Work instruction A — Name every person the post below mentions by name.
Work instruction B — According to the post below, which book of the Bible has Richard Dawkins cited as his favorite?

Text passage —
Monday, October 21, 2024

But his heart is in the right place

When was the last time you ran across a reference to someone’s heart being on the right side rather than the left? Not every day, right?

Yesterday I happened to check Arts & Letters Daily, which I haven’t really followed since the 2010 death of its founder (and an occasional email correspondent of mine), Denis Dutton. There I found a review of the latest book by another big name from that era: Richard Dawkins. As cringe as that whole Nu-Atheist thing was, I still respect Dawkins as a biologist, and I clicked. The reviewer, a Tim Flannery, writes:

Dawkins believes that the placement of every nerve and artery (and other elements of bodily structure) is precisely sculpted by evolution. Yet he does not discuss the condition known as situs inversus, which can cause the heart to be on the right rather than the left, without causing medical symptoms or complications.

Today, in my regular scripture study, I read the second half of the Book of Ecclesiastes (which, incidentally, Dawkins has cited as his favorite book of the Bible, presumably because it’s the most nihilistic). There I found this:

A wise man’s heart is at his right hand; but a fool’s heart at his left (Ecclesiastes 10:2).

So Michael Jackson had it all wrong, asking the man in the mirror to change his ways. Why should a wise man take advice from a fool?

Entries taken from a collection —
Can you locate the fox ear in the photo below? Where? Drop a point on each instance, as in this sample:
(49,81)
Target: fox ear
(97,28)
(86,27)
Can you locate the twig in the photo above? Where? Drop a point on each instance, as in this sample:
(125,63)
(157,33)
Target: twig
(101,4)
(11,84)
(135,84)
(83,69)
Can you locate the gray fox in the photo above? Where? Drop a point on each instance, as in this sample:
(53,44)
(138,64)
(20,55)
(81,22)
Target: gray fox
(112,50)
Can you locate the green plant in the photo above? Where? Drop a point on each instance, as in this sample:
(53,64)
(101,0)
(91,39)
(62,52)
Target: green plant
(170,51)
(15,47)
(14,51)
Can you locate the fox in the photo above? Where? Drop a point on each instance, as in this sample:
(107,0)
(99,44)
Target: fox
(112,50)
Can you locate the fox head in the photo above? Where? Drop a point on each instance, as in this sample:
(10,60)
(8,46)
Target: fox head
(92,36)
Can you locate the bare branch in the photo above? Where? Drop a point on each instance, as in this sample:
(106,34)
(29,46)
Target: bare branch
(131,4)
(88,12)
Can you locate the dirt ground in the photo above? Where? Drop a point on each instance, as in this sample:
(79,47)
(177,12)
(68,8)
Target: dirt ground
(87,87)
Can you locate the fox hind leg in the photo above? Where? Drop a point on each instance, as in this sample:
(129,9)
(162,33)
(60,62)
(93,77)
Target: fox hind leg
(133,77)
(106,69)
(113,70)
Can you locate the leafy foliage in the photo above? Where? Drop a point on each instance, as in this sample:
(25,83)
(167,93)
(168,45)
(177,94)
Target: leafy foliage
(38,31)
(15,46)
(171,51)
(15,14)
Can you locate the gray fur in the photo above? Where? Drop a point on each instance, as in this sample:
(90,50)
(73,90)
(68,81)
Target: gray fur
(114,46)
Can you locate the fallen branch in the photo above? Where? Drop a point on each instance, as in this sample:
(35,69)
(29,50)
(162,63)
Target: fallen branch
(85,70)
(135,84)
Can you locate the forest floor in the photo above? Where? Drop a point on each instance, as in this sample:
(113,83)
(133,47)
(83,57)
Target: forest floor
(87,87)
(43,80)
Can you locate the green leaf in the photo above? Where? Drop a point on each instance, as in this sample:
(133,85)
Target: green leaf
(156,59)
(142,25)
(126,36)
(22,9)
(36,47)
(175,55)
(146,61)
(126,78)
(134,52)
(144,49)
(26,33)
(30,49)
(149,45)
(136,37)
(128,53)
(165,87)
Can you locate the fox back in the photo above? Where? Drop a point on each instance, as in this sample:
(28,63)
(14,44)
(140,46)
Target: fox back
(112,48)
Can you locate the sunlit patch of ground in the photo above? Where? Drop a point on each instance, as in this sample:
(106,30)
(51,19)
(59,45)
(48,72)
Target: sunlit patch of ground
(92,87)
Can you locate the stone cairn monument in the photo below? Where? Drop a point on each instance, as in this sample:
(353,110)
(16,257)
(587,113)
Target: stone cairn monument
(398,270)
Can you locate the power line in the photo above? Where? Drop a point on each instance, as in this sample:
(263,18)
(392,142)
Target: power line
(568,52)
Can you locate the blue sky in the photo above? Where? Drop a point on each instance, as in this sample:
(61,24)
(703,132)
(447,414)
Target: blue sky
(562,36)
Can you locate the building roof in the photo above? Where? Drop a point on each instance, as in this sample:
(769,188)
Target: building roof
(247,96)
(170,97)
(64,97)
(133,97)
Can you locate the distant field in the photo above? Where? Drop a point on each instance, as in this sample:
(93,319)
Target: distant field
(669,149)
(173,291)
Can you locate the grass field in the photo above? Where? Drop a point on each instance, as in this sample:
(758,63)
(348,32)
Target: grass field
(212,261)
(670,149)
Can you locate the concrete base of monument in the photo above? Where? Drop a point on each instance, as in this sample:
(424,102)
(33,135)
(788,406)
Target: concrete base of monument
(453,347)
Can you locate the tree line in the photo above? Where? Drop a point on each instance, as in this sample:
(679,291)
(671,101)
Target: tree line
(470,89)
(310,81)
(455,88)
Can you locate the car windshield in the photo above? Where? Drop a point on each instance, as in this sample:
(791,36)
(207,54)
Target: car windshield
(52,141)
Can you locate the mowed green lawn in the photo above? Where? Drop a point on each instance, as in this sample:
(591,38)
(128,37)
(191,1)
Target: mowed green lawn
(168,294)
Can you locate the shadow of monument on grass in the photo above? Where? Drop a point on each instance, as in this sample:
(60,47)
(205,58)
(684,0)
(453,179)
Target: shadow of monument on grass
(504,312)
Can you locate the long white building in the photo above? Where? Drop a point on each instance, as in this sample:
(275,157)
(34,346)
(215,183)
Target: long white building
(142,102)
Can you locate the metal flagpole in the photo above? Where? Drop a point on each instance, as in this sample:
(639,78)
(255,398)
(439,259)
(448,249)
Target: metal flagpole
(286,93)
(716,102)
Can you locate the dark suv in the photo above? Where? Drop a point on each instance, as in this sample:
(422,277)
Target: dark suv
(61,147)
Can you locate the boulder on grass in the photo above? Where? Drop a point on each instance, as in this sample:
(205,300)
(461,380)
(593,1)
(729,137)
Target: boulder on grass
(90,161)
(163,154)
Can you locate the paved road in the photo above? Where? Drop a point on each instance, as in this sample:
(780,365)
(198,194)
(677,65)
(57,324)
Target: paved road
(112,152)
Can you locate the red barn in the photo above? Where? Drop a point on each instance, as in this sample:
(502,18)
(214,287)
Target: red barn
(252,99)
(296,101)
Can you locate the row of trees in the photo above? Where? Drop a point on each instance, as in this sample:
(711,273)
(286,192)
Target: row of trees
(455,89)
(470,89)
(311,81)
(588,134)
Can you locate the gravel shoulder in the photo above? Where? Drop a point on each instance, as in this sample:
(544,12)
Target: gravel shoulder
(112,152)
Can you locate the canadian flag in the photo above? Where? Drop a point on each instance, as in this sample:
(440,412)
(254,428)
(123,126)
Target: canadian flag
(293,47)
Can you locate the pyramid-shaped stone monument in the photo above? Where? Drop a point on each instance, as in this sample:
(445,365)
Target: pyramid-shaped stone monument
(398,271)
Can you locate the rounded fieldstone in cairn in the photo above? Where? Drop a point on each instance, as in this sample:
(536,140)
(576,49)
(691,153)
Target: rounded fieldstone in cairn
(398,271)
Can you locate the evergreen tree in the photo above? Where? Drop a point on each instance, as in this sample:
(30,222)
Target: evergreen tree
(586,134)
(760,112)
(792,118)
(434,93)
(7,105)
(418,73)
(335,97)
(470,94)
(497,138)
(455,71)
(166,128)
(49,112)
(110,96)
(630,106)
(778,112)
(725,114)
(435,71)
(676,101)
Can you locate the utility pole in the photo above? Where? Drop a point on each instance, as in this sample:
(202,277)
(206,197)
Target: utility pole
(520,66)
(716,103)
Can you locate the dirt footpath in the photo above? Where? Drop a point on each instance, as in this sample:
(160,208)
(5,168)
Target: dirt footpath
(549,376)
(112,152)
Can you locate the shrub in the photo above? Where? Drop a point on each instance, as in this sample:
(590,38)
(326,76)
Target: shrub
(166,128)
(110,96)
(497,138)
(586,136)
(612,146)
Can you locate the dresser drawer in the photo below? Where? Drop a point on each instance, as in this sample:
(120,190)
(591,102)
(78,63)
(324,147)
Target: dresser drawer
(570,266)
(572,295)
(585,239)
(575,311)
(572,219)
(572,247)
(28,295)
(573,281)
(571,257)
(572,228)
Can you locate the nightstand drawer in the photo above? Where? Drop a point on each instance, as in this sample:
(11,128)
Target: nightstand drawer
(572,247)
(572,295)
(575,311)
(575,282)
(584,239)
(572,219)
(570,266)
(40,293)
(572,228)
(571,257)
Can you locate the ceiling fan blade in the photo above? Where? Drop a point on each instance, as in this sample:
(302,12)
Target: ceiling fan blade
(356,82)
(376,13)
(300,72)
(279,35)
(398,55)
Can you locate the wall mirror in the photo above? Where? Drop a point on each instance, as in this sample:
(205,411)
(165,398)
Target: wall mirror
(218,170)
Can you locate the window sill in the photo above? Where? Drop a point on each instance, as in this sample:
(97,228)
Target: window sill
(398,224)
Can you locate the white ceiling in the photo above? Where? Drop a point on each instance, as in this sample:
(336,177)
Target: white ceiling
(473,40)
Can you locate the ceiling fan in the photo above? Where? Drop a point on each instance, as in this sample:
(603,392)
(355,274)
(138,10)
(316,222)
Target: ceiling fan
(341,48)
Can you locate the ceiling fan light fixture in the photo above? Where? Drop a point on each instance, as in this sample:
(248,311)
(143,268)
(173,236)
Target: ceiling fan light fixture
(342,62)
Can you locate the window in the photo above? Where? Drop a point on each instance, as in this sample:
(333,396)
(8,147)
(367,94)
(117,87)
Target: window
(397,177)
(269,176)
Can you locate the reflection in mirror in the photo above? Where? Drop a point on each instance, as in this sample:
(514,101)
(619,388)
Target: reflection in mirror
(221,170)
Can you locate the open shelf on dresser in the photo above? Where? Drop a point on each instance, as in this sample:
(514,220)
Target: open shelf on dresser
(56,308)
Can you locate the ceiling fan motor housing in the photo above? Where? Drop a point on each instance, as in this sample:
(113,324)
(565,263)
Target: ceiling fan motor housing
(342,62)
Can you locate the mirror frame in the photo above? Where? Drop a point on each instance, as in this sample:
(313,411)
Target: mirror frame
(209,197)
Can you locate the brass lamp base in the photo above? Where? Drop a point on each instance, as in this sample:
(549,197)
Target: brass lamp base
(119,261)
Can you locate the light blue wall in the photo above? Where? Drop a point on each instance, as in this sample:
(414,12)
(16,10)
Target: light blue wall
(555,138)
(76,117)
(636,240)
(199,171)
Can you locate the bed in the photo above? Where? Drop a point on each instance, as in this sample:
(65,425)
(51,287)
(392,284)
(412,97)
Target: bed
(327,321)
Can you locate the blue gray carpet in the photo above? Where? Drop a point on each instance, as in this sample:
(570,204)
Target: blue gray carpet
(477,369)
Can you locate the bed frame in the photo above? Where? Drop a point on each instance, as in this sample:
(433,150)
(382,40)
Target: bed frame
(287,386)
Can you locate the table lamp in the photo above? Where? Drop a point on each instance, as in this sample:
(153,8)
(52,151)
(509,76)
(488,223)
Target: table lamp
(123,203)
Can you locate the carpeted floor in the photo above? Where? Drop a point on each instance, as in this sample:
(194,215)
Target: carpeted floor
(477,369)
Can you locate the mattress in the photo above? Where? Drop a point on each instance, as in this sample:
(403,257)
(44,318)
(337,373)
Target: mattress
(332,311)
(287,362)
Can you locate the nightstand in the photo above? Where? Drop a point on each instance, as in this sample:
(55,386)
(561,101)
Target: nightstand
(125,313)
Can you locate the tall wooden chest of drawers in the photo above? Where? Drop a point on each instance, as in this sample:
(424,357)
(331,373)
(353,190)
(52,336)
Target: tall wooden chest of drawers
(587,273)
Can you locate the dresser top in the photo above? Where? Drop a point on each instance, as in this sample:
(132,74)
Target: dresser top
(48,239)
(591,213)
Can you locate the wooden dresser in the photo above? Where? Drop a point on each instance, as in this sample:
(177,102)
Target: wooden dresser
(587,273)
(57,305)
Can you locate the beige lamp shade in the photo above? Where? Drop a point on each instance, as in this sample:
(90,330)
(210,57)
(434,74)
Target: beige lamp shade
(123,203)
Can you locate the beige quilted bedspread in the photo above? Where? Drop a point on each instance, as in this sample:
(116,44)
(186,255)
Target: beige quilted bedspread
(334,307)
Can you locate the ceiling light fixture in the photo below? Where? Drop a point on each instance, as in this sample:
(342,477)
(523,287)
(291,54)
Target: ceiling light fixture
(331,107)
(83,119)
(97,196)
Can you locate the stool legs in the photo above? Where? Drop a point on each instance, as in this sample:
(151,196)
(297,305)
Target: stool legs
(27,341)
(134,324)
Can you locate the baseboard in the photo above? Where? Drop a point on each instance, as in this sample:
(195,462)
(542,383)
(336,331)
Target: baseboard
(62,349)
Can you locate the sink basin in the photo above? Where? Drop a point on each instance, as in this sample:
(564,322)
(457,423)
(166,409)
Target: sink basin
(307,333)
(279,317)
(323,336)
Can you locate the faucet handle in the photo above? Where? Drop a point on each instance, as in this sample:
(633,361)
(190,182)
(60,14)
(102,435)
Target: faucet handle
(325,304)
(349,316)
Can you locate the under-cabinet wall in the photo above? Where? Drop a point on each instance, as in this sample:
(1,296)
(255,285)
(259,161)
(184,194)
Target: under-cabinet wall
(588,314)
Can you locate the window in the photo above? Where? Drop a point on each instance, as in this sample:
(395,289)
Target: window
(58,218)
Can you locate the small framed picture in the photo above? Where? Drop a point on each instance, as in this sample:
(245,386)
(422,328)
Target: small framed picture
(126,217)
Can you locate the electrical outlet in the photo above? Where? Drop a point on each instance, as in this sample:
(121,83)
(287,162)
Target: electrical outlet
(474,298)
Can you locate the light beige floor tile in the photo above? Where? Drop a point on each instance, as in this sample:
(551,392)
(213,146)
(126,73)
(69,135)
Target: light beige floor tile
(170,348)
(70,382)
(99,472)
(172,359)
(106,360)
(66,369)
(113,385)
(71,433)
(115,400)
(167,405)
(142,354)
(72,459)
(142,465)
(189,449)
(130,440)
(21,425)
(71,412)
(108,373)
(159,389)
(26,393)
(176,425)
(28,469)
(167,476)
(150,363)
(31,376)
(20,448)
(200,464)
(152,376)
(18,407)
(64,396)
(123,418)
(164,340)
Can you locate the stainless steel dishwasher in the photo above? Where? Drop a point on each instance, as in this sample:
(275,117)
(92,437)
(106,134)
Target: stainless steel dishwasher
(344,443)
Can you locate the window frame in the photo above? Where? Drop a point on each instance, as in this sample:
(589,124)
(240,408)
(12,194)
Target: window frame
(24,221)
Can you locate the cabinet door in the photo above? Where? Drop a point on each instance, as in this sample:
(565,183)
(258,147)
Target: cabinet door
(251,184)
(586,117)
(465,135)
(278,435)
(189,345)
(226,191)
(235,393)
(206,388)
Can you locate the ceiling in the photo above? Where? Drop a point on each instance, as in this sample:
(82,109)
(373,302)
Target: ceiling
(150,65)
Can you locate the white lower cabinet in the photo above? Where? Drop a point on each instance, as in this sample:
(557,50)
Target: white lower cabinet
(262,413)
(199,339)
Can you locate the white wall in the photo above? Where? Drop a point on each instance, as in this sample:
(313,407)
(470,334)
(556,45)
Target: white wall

Worked solution A — Denis Dutton, Richard Dawkins, Tim Flannery, Michael Jackson

Worked solution B — The Book of Ecclesiastes